> [GIVEN EXERCISE]
Scale the part of the rows below that opens with the line containing "Where can you spot the blue curtain" and runs through the last row, and give only those lines. Repeat the requests unchanged, and multiply every point coordinate in the answers by 2.1, rounding to the nearest whole number with halves rounded up.

** Begin **

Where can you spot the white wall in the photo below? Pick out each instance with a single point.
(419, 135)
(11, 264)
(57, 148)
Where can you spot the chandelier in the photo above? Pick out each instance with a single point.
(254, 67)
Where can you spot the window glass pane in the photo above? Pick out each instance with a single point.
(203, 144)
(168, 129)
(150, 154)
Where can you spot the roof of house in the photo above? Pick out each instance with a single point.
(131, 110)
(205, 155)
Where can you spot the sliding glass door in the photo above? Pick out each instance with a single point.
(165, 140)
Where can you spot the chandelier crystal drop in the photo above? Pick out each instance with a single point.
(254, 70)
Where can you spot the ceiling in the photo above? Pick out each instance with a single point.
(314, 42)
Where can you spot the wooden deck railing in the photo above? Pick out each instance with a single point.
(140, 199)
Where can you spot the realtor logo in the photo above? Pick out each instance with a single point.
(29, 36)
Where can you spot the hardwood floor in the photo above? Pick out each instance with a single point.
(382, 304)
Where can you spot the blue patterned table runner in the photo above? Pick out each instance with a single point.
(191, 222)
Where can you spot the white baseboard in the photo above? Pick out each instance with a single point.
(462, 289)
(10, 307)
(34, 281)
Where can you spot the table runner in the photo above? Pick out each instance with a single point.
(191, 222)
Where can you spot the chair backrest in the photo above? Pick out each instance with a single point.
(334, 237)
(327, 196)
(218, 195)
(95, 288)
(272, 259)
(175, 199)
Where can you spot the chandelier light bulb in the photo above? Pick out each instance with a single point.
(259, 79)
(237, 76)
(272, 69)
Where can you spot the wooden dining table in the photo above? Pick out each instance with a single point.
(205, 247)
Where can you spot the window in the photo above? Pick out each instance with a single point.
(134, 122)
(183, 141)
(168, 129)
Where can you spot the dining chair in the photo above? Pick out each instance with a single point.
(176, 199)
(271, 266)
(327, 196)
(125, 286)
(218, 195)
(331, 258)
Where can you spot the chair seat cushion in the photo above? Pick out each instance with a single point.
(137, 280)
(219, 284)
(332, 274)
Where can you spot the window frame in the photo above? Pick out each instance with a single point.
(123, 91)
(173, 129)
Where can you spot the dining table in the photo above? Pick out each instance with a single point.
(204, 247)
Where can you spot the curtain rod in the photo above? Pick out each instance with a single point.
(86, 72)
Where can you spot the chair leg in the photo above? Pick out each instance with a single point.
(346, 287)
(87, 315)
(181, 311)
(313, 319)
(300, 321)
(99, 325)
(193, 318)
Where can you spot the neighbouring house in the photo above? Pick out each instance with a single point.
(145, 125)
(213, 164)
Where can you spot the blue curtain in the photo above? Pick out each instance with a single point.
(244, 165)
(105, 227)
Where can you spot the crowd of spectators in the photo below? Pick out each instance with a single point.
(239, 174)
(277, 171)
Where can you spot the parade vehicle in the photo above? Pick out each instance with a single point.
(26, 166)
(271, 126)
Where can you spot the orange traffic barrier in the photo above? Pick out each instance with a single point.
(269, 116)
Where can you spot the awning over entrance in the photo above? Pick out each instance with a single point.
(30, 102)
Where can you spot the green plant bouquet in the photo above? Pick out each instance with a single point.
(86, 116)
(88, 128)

** End **

> [TASK RESPONSE]
Where can you spot the blue curtain in the photo above? Pick out each instance with a single point.
(512, 347)
(221, 477)
Where can you spot the crowd of spectators in the photo below? Pick out each instance with a single point.
(502, 365)
(582, 359)
Where can you spot the parade vehicle in the photo above? Pick out each instance with a single point.
(55, 349)
(569, 265)
Where can you spot the orange traffic barrier in the photo above? Pick out each instance with a single point.
(565, 244)
Where can you spot the awning over entrance in the photo above? Pick out each instance with a single point.
(63, 214)
Where can you spot the green plant bouquet in the photo above? Pick out each instance with a single point.
(181, 244)
(185, 269)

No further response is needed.